Stored data:
○ ○ ○ ○ ○ ○ ○
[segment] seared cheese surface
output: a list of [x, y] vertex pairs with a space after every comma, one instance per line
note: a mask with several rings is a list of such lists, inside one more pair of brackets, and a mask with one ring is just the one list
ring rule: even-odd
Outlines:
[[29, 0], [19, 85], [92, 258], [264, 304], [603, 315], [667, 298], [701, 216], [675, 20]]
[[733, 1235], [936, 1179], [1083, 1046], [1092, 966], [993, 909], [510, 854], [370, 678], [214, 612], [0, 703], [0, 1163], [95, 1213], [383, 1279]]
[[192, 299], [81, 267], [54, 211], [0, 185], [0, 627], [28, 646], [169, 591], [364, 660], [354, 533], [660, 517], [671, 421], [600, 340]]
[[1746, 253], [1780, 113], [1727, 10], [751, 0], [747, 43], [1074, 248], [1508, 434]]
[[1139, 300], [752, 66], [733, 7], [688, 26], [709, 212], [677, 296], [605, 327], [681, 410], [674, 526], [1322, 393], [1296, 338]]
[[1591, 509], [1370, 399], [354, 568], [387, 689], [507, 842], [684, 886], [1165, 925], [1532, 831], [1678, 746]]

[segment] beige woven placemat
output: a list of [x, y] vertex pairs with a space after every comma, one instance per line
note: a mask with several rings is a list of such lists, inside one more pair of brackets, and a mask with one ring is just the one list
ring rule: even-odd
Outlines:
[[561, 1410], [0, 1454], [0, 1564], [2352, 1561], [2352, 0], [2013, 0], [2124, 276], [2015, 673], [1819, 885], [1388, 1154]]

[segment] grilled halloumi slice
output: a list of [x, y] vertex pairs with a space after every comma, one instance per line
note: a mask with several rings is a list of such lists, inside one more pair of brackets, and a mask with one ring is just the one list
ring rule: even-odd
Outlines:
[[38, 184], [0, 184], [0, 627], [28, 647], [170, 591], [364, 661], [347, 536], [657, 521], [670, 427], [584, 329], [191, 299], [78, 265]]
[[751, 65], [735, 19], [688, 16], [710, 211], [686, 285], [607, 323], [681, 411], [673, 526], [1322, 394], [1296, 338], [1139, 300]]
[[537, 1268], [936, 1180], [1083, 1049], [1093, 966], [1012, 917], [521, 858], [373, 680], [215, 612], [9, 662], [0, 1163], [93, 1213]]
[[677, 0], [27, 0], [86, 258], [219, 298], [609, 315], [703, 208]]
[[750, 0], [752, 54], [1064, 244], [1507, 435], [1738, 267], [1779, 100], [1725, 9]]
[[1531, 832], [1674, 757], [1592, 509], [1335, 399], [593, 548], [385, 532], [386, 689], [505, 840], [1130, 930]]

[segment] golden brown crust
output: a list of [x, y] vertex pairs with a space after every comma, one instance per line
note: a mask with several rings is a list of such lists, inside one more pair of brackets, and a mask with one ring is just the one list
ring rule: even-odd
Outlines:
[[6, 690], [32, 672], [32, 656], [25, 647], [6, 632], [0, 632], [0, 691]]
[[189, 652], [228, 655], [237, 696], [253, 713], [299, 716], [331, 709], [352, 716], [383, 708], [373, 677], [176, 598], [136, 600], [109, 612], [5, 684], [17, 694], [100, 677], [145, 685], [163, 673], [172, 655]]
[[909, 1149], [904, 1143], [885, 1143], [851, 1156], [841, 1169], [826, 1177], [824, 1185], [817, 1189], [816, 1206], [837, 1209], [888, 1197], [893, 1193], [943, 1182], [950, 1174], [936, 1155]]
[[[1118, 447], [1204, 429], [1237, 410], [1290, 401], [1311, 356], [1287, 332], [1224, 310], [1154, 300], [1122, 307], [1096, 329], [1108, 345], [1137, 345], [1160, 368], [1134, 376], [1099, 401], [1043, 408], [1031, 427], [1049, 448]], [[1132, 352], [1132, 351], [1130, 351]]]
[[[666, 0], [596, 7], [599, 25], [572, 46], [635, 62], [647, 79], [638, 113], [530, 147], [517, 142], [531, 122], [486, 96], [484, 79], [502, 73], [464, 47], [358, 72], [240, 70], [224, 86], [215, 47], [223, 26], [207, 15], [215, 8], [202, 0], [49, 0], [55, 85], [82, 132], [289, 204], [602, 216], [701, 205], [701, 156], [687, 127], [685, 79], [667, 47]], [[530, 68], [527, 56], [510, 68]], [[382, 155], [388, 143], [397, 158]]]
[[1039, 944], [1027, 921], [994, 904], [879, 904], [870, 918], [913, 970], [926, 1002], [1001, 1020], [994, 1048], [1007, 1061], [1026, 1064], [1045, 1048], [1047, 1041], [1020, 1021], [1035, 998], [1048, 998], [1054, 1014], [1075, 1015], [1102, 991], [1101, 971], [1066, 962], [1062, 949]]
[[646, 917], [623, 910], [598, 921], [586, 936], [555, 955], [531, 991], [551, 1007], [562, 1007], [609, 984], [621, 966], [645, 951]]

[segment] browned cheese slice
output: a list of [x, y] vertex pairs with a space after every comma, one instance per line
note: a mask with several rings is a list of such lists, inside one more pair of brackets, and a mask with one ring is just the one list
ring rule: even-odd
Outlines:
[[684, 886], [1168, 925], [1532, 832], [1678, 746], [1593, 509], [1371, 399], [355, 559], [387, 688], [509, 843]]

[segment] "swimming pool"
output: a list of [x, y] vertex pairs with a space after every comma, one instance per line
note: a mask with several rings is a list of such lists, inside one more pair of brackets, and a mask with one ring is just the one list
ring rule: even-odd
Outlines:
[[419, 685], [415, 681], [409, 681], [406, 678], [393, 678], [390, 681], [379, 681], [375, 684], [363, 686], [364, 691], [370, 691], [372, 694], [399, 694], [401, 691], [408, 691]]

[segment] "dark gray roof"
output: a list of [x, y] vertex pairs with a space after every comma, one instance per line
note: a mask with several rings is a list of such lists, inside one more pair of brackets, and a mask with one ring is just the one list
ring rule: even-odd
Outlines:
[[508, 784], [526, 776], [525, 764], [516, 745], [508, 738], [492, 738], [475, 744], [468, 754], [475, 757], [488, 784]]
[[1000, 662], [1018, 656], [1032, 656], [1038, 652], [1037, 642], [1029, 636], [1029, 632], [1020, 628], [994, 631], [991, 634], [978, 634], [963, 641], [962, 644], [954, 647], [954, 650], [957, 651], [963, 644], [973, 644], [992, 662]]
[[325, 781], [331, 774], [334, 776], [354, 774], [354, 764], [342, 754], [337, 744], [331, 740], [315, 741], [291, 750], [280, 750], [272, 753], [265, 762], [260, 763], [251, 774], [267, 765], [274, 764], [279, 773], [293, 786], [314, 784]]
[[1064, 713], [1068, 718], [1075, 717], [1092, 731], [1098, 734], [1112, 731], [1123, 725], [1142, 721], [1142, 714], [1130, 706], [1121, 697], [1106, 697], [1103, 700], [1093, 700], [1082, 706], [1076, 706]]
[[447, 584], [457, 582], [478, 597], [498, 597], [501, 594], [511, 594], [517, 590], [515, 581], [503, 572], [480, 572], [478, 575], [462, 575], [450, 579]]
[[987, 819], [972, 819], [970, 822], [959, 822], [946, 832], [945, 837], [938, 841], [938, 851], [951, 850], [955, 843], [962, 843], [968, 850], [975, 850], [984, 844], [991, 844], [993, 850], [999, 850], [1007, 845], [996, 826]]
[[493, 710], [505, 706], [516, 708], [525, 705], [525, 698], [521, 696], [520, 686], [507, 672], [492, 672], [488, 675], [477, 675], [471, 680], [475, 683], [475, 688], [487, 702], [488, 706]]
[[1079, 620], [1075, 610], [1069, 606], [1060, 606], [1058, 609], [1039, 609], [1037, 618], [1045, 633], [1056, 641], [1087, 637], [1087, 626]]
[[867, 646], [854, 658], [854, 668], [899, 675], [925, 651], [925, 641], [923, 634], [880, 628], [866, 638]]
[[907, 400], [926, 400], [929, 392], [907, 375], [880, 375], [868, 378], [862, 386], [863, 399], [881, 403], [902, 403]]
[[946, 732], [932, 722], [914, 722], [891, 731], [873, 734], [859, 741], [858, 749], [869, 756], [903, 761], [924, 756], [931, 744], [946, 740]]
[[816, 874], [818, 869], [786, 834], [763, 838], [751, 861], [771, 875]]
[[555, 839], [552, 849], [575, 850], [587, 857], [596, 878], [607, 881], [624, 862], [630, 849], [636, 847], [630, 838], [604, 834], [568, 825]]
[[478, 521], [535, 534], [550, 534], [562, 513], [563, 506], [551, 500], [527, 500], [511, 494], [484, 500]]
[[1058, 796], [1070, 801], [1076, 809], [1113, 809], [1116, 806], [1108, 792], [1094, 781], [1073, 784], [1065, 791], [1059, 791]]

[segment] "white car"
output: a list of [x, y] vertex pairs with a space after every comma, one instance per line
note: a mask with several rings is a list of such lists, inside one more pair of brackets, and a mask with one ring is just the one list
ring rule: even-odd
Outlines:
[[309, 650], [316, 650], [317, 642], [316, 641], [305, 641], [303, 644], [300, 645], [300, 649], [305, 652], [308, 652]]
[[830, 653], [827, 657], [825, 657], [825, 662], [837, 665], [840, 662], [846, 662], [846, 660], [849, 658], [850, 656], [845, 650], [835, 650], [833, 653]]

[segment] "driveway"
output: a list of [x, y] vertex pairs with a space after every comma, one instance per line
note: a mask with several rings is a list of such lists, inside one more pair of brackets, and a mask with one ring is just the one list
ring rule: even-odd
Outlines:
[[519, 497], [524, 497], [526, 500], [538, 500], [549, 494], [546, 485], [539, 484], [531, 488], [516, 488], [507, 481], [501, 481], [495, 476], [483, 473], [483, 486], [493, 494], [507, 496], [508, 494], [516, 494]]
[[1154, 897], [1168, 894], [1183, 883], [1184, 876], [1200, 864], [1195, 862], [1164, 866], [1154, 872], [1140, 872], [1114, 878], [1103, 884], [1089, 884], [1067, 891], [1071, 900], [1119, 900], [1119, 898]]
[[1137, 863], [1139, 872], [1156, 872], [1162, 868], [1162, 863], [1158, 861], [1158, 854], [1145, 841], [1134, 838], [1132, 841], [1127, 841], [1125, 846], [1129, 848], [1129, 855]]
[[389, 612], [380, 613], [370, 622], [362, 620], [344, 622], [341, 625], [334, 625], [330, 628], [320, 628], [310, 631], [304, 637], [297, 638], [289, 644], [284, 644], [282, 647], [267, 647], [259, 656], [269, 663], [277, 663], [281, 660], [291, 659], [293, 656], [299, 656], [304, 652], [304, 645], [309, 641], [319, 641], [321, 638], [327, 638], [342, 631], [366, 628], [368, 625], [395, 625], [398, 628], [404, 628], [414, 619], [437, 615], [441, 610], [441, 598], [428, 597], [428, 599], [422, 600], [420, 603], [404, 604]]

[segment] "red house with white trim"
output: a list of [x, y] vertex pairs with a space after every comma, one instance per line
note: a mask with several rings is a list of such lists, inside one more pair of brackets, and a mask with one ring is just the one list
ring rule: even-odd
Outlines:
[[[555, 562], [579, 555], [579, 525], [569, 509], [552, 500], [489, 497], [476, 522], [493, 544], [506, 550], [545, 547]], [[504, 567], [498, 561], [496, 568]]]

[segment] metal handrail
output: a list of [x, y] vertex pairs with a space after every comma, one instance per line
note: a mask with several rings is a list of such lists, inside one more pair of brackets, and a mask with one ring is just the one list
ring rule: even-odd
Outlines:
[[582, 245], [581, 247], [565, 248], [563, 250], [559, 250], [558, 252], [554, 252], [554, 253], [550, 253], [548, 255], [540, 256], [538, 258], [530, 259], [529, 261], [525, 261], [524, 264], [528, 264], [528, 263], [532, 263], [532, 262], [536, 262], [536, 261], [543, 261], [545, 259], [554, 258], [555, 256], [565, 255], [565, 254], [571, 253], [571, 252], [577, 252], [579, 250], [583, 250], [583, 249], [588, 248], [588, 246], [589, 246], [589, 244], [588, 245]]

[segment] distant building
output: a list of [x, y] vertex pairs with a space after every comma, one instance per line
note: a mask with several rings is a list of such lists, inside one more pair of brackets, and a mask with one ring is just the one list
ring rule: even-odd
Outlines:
○ ○ ○ ○ ○ ○ ○
Work to be completed: Show the lines above with "cheese".

Task response:
[segment] seared cheese surface
[segment] browned cheese slice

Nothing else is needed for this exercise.